Dataset excerpts
******************************

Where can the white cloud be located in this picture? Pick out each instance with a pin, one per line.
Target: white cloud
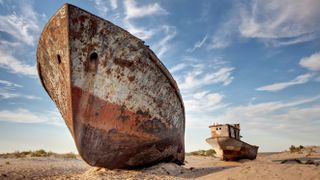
(134, 11)
(276, 23)
(163, 45)
(21, 115)
(9, 85)
(24, 26)
(114, 4)
(281, 22)
(177, 67)
(203, 101)
(224, 35)
(292, 116)
(198, 78)
(16, 66)
(301, 79)
(312, 62)
(101, 6)
(198, 44)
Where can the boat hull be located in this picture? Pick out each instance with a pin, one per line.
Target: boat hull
(121, 105)
(231, 149)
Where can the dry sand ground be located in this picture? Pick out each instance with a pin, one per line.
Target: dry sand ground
(266, 166)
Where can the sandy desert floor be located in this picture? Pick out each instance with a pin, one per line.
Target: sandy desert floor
(284, 165)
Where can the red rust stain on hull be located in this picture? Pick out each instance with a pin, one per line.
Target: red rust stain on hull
(109, 135)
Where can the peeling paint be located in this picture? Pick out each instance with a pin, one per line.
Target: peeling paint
(120, 103)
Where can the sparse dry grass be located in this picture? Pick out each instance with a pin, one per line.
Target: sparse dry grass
(294, 149)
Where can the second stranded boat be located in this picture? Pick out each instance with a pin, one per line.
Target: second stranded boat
(225, 140)
(120, 103)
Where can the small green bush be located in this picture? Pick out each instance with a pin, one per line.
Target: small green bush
(69, 155)
(39, 153)
(294, 149)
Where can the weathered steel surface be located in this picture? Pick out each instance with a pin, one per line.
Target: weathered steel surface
(225, 140)
(122, 106)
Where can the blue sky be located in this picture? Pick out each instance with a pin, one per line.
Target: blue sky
(251, 62)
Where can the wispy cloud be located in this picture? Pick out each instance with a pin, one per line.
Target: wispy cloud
(133, 11)
(21, 115)
(199, 78)
(23, 26)
(164, 44)
(276, 23)
(198, 44)
(301, 79)
(281, 22)
(177, 67)
(224, 36)
(103, 6)
(114, 4)
(204, 101)
(275, 115)
(312, 62)
(16, 66)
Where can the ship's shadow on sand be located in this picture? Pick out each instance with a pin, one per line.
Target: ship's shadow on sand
(302, 160)
(169, 169)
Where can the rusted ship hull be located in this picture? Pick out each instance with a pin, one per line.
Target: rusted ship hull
(231, 149)
(121, 105)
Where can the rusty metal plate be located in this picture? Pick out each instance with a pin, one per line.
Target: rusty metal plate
(121, 105)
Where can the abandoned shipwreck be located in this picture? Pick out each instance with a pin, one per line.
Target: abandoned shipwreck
(225, 140)
(120, 103)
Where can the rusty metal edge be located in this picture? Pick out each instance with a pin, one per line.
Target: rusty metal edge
(154, 58)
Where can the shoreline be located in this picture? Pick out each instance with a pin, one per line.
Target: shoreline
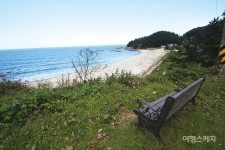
(140, 65)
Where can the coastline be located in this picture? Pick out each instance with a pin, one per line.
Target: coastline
(140, 65)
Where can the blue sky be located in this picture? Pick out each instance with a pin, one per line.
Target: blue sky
(56, 23)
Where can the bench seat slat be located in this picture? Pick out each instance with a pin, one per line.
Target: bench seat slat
(184, 96)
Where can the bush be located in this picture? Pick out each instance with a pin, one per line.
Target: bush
(7, 86)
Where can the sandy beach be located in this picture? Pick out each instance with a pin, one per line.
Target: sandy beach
(140, 65)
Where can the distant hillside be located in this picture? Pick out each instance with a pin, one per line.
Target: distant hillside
(201, 44)
(155, 40)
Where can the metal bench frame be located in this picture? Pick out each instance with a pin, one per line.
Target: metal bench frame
(152, 115)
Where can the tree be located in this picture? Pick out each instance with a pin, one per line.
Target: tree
(85, 65)
(223, 14)
(156, 39)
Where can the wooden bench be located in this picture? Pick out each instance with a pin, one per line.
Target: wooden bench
(152, 115)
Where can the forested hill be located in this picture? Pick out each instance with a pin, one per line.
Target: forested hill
(157, 39)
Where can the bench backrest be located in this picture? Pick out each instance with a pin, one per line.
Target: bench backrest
(185, 95)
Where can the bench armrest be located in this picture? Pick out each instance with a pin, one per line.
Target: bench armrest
(141, 101)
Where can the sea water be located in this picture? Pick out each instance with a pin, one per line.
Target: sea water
(43, 63)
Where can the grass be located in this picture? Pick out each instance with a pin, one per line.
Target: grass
(98, 114)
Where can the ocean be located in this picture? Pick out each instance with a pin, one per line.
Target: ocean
(42, 63)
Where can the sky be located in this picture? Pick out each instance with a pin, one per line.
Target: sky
(59, 23)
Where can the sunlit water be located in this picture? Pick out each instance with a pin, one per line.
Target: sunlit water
(42, 63)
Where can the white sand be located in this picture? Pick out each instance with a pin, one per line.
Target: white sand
(139, 65)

******************************

**WHAT YOU SHOULD DO**
Your answer should consist of the lines from the line with "Target: sparse dry grass" to the line with "Where can the wispy" above, repeated exactly, both ends included.

**EXPECTED ANSWER**
Target: sparse dry grass
(294, 149)
Where can the second stranded boat be located in this picture? Pick out each instance with a pin, one per line.
Target: second stranded boat
(225, 140)
(120, 103)
Where can the small green bush be located in this picture? Pick out each instance with a pin, one per line.
Target: small green bush
(69, 155)
(39, 153)
(294, 149)
Where can the weathered steel surface be located in this picture? Pick out each instance with a pin, one per line.
Target: weathered steel surface
(225, 140)
(122, 106)
Where can the blue sky be located in this picture? Pick out each instance with a pin, one per line.
Target: blue sky
(251, 62)
Where can the wispy cloud be located in this picture? Pick out each instance with a pin, one per line.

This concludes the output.